**Passage for review**:
*** Block opens ***
As seen in our previous spotlight on InterMine, FlyMine is the prototypical InterMine database which is one of two mines currently being maintained by the InterMine team. This week, we’ll delve into FlyMine and how this resource has added value to the fly and mosquito research communities. Yo Yehudi (developer), and Rachel Lyne (biologist) were kind enough to answer our questions for this post.
- In one tweet or less, introduce us to your tool:
FlyMine integrates Drosophila data from multiple sources, covering a broad range of curated and high-throughput data.
- Who is your target audience?
Our aim is to be easy-to-use for any biologist interested in fly gene data in general. Perhaps more specifically, though, we provide advanced data querying mechanisms (like our query builder and templates) and web APIs with client libraries tailored to allow bioinformaticians – or anyone who is comfortable with programming – to retrieve and manipulate our data.
- Why did you create your tool?
FlyMine was developed to addresses one of the important challenges of modern biology: how to integrate and make use of the diversity and volume of current biological data.
- Why is your tool unique and special? How does FlyMine compare/interact with other fly resources like FlyAtlas?
Other fly resources are tremendously valuable data sources, and we couldn’t do what we do without them. The main difference is that we load a subset of their data, and integrate it with several other data sources (about 30, see our Data Sources page for the full list). This lets people search and investigate with lots of different data types using our advanced searching tools.
We also link back to the originating data sources; whilst FlyMine provides an aggregated overview, sometimes the best way to delve deeper into specifics is to go directly to the source itself.
- What level of traffic does FlyMine typically see?
Looking at data for the past year, we average around 10,000 page views a month – sometimes a bit more, sometimes a bit less. December was our quietest month, unsurprisingly.
One really cool thing we noticed while looking up the stats for this question is that we’ve had visitors literally from all over the world. Nigeria, Chile, Indonesia – you name it, people from almost every country have visited us.
- What is your greatest success story so far?
One of the biggest successes of FlyMine was probably migrating it from a purpose-built database focusing solely on flies, and genericizing it to be used for multiple different biological data types and organisms, eventually becoming InterMine with (currently) over 28 public mines, covering plants, animals, mitochondrial proteins, drug targets, DNA repeats, etc. There are also other mines that are run privately.
*** Block closes ***
**Brief 1**:
In the FlyMine passage, reproduce the stretch from "- In one tweet" through "create your tool?", swapping "biologist" for "researcher".
**Brief 2**:
Render this sentence from the FlyMine passage in Spanish: "FlyMine integrates Drosophila data from multiple sources, covering a broad range of curated and high-throughput data."
The entries that follow are separate material and are not connected to the FlyMine passage.

**Data extract**:
*** Block opens ***
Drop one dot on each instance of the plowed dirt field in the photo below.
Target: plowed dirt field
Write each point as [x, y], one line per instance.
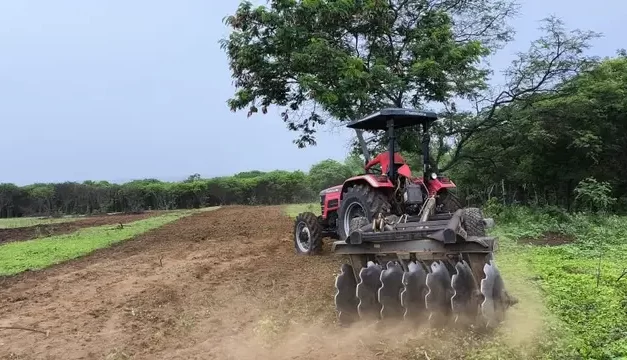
[32, 232]
[223, 284]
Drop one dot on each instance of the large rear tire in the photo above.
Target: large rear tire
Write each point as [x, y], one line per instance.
[473, 222]
[360, 201]
[307, 234]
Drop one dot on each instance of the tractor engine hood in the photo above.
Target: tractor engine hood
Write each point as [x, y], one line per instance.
[333, 189]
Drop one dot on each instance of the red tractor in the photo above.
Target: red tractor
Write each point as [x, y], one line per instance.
[414, 252]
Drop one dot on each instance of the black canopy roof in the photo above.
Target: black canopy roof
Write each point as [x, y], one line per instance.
[401, 117]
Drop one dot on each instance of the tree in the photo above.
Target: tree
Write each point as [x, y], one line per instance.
[331, 58]
[328, 173]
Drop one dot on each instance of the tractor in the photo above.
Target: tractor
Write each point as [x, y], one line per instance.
[414, 252]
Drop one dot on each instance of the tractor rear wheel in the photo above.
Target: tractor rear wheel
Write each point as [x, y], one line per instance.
[473, 222]
[307, 234]
[360, 201]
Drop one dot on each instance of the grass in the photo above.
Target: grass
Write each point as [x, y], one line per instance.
[19, 256]
[579, 282]
[32, 221]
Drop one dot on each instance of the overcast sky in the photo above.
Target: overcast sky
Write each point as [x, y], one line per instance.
[117, 90]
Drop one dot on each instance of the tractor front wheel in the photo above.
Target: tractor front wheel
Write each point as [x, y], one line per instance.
[307, 234]
[360, 201]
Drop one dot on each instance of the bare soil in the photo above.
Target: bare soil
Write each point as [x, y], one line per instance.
[548, 239]
[36, 231]
[223, 284]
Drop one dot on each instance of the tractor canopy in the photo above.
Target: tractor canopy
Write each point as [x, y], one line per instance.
[401, 118]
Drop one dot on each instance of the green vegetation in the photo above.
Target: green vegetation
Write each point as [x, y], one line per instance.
[293, 210]
[32, 221]
[583, 283]
[19, 256]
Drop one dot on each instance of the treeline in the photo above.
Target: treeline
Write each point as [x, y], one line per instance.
[91, 197]
[565, 148]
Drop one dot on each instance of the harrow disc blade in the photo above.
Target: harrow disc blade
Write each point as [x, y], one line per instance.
[414, 291]
[438, 298]
[369, 284]
[496, 300]
[389, 292]
[345, 299]
[464, 302]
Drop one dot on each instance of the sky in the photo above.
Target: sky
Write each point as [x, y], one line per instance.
[119, 90]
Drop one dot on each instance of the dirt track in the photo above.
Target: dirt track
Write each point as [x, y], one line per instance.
[32, 232]
[222, 284]
[222, 271]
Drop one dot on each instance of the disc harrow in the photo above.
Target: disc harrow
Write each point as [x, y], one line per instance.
[438, 292]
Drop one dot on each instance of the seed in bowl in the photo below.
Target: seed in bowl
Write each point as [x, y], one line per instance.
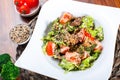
[20, 34]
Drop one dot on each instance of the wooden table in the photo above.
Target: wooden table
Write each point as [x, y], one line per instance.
[9, 17]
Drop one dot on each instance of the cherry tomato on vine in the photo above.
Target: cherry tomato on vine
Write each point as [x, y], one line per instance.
[19, 3]
[32, 3]
[24, 9]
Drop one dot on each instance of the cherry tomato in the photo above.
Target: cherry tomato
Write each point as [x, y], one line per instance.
[50, 48]
[24, 9]
[89, 36]
[65, 17]
[32, 3]
[19, 3]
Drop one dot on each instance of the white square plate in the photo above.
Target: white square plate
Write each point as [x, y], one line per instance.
[35, 60]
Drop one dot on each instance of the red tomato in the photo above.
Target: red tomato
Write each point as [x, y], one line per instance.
[89, 36]
[32, 3]
[24, 9]
[19, 3]
[50, 48]
[65, 17]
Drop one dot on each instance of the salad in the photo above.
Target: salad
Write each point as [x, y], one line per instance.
[74, 41]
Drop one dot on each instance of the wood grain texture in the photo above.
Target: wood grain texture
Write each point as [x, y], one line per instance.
[9, 17]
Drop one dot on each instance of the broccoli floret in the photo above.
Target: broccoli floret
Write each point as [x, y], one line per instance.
[9, 71]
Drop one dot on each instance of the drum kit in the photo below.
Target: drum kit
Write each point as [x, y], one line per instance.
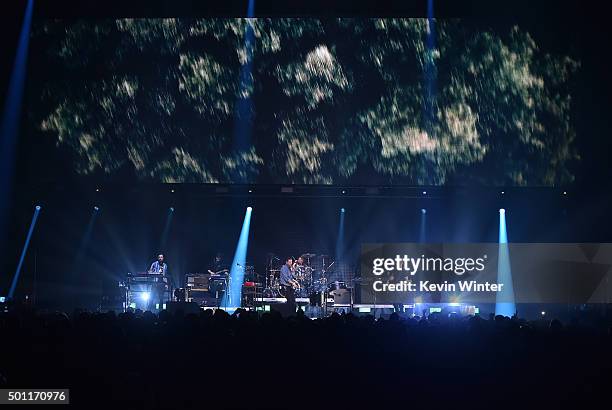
[311, 276]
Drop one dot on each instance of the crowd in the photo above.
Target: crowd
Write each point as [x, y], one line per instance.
[250, 360]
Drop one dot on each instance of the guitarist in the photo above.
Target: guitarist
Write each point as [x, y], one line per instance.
[217, 266]
[289, 284]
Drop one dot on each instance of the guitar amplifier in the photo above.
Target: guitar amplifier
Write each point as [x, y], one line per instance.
[197, 281]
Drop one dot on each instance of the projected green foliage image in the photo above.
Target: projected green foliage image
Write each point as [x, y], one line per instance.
[334, 101]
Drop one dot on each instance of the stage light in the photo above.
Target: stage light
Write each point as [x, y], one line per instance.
[166, 232]
[504, 302]
[11, 117]
[423, 226]
[24, 252]
[233, 295]
[340, 239]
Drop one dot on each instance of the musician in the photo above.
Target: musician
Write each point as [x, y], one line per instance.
[288, 283]
[159, 266]
[218, 265]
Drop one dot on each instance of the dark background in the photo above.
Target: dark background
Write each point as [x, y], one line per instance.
[127, 233]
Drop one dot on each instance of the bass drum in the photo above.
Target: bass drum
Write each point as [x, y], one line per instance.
[302, 292]
[337, 285]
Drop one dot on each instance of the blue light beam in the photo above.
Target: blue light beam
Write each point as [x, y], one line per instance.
[11, 115]
[24, 252]
[232, 297]
[340, 239]
[504, 303]
[423, 226]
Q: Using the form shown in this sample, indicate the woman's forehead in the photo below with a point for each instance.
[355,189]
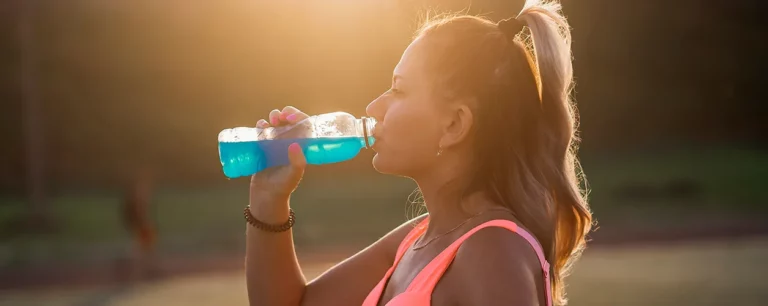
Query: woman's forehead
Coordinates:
[412,61]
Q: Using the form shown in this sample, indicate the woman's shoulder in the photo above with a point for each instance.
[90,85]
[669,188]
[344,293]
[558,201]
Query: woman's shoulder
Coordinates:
[505,262]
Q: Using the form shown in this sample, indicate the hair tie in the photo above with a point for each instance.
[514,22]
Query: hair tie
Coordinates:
[510,26]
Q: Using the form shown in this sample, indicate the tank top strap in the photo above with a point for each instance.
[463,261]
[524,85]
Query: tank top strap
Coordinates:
[426,280]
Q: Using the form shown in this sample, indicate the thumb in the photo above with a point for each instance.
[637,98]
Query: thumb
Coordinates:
[298,161]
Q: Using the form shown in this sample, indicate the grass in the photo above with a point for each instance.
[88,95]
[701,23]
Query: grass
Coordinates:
[360,209]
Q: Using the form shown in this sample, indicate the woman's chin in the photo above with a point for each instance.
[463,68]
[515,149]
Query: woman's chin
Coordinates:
[380,164]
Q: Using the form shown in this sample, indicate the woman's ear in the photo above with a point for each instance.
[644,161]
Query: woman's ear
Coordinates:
[457,126]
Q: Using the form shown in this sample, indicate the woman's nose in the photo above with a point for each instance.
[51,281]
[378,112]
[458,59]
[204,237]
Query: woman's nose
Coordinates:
[376,108]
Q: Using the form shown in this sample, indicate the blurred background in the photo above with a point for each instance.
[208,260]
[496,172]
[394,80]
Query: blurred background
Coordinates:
[111,190]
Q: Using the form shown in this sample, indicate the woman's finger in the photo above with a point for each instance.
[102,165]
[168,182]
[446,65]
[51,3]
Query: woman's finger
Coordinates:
[291,114]
[274,117]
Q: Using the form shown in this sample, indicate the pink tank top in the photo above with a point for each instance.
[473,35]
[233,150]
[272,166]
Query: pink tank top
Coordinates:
[419,292]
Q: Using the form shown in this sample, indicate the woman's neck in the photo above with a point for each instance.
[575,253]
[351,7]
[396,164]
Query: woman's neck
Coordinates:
[447,205]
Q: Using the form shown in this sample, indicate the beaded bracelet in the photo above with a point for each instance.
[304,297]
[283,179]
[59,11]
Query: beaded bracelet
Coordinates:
[269,227]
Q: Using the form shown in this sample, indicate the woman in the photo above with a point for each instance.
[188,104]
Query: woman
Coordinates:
[488,134]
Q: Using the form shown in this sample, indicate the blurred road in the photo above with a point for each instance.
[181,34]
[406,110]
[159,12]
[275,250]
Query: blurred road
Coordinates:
[701,273]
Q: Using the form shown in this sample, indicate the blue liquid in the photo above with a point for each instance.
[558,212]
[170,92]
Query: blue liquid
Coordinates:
[249,157]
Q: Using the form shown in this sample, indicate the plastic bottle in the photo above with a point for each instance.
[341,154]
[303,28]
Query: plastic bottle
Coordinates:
[327,138]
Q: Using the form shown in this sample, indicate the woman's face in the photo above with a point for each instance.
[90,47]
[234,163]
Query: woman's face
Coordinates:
[409,118]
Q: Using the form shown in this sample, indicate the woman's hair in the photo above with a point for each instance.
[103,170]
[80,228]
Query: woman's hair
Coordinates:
[525,122]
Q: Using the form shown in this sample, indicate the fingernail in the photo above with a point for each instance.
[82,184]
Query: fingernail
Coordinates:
[294,148]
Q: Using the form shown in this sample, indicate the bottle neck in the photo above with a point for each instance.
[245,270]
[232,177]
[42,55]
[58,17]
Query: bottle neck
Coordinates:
[365,126]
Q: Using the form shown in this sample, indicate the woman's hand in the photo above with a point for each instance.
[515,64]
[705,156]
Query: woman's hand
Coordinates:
[275,184]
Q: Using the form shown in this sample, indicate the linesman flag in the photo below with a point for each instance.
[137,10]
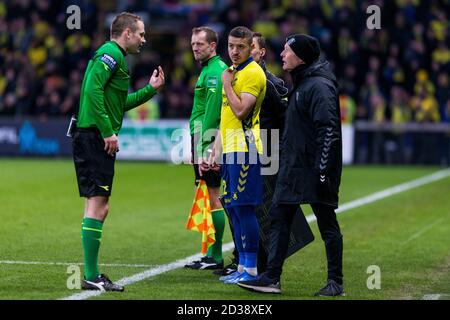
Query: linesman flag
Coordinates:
[200,218]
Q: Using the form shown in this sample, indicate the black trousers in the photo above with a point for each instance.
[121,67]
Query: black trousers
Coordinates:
[280,226]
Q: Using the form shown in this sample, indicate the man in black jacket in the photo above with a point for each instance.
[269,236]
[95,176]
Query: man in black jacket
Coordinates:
[310,165]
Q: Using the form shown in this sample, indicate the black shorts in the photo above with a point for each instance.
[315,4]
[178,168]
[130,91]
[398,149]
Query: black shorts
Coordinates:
[212,178]
[93,166]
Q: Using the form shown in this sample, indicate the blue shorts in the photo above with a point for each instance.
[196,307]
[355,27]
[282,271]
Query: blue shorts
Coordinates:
[241,180]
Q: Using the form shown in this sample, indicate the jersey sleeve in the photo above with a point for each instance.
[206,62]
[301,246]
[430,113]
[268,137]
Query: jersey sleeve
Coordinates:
[103,67]
[213,103]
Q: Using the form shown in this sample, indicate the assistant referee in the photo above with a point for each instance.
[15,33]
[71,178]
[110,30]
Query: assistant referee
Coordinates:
[103,100]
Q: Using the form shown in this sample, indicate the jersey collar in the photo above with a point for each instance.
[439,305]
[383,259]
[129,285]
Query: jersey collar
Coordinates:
[121,49]
[204,64]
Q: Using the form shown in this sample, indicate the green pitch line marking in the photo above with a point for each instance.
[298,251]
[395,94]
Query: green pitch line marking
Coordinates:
[439,175]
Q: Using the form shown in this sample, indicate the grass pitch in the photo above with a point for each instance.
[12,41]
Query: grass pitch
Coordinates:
[405,235]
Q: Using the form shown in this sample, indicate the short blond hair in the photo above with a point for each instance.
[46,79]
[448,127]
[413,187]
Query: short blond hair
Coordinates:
[122,21]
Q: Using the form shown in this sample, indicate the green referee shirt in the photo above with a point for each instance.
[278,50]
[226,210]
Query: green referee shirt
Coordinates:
[104,92]
[207,100]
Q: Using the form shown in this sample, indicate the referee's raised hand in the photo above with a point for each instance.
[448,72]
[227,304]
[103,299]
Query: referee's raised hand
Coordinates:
[157,79]
[111,145]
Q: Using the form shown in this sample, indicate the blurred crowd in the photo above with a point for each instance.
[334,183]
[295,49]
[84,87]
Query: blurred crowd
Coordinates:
[399,73]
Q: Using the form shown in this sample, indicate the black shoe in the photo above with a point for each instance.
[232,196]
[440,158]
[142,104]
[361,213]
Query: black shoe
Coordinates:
[101,283]
[332,289]
[205,263]
[261,284]
[229,269]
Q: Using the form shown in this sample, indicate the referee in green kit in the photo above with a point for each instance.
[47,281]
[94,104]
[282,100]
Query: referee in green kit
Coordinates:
[103,100]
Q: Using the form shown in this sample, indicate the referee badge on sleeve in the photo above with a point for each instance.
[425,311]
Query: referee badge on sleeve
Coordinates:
[108,61]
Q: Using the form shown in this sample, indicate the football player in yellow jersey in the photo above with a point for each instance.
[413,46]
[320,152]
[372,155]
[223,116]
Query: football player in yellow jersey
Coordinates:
[244,88]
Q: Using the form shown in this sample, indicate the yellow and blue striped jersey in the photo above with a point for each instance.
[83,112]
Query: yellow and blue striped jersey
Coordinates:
[249,78]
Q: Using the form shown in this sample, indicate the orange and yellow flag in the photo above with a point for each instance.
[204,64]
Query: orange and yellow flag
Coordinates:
[200,218]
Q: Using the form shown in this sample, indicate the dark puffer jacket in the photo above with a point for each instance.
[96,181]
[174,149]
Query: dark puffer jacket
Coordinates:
[311,150]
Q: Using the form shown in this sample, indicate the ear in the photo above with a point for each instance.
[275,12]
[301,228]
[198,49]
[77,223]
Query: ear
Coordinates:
[127,32]
[263,52]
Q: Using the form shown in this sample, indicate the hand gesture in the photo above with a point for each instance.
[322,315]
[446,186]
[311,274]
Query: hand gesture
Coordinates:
[111,145]
[157,79]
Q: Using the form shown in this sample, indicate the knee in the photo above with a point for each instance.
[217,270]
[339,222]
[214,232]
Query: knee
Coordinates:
[104,210]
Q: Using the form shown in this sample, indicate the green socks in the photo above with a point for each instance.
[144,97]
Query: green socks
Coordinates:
[91,235]
[215,250]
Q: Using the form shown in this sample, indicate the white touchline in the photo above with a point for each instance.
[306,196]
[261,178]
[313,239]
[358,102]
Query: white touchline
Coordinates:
[311,218]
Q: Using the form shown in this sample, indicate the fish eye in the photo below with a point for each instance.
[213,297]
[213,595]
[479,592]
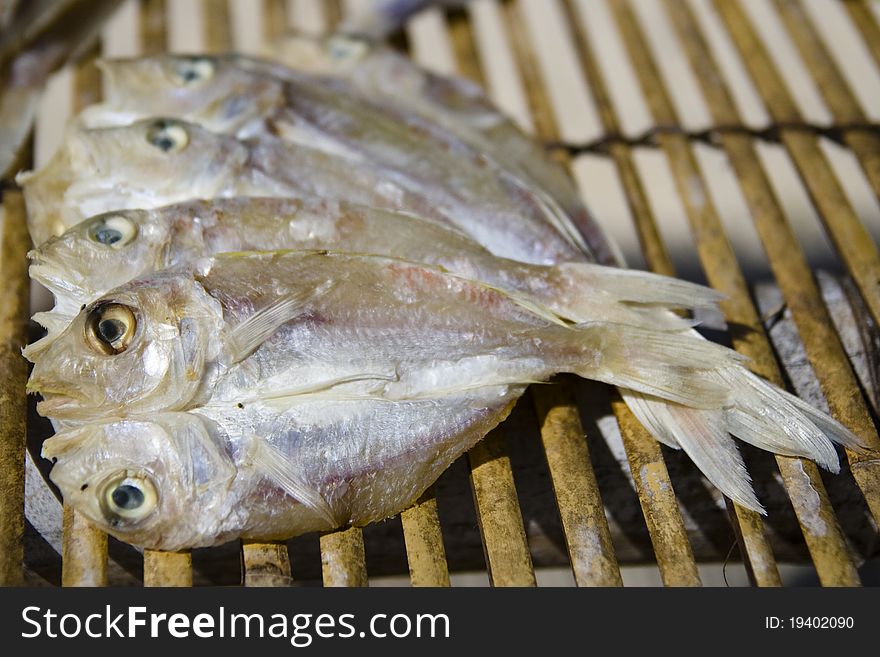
*** Block closes ***
**Exercise response 1**:
- In one tweet or less, introduce us to your tool:
FlyMine integrates Drosophila data from multiple sources, covering a broad range of curated and high-throughput data.
- Who is your target audience?
Our aim is to be easy-to-use for any researcher interested in fly gene data in general. Perhaps more specifically, though, we provide advanced data querying mechanisms (like our query builder and templates) and web APIs with client libraries tailored to allow bioinformaticians – or anyone who is comfortable with programming – to retrieve and manipulate our data.
- Why did you create your tool?

**Exercise response 2**:
FlyMine integra datos de Drosophila procedentes de múltiples fuentes, que abarcan una amplia gama de datos curados y de alto rendimiento.